(Extracted data entries)
— START —
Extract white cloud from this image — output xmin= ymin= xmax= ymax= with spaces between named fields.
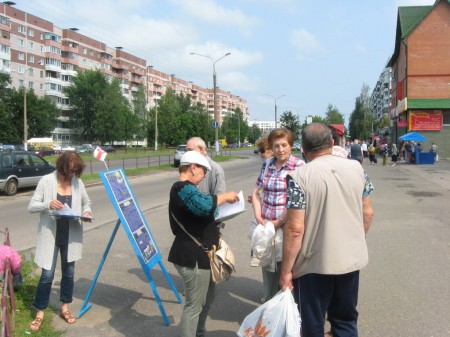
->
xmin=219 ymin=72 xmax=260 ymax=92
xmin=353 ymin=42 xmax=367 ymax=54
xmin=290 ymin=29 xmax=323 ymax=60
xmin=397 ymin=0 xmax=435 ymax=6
— END —
— START —
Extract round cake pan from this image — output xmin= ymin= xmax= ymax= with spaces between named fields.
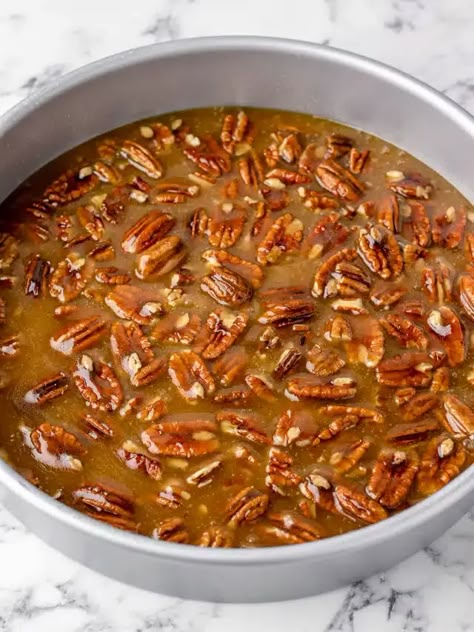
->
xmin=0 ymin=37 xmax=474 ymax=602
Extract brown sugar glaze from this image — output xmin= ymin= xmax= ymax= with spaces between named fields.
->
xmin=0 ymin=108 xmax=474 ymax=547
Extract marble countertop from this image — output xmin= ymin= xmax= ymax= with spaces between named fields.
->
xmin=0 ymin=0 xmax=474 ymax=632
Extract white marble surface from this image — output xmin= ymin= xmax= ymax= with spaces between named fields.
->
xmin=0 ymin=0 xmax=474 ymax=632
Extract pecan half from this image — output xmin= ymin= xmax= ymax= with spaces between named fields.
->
— END —
Please tally how many lines of the material contain the word "this", matching case exactly, and give only the number.

SOLUTION TO THE PROBLEM — 6